Natural-language object grounding data
=====

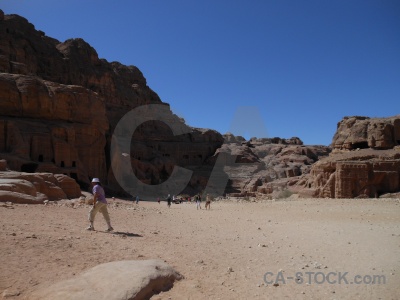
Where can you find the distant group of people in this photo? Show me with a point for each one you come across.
(100, 204)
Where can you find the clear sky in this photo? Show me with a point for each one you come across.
(286, 67)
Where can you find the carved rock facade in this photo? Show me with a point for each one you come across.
(365, 162)
(60, 104)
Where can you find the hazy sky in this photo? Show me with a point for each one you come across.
(277, 68)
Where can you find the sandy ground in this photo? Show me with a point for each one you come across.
(223, 253)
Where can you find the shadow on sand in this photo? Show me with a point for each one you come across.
(126, 234)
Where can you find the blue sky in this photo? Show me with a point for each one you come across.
(285, 67)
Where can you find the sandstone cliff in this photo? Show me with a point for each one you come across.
(365, 161)
(60, 104)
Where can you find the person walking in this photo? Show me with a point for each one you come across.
(198, 201)
(208, 202)
(99, 205)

=====

» TASK DIRECTIONS
Copy exactly the lines above, from the one containing "Where can you find the hazy" through the very last line.

» ANSWER AREA
Where can you find the hazy sky in this photo? Show me with a point for each one you come across.
(277, 68)
Where can you find the sandy ground in this photo? Show me with a point for each one you come across.
(223, 253)
Where can you find the shadow on sand in this photo? Show me with a point for each one you come across.
(126, 234)
Where can you find the blue sky in this photo? Show me with a point for each one you come across.
(285, 67)
Where can you find the sandstone cliff in this photo? Show me with a point for each one you come across.
(365, 161)
(60, 104)
Where can you find the person walking in this photo? Show me with a point for each one you come across.
(198, 201)
(208, 202)
(99, 205)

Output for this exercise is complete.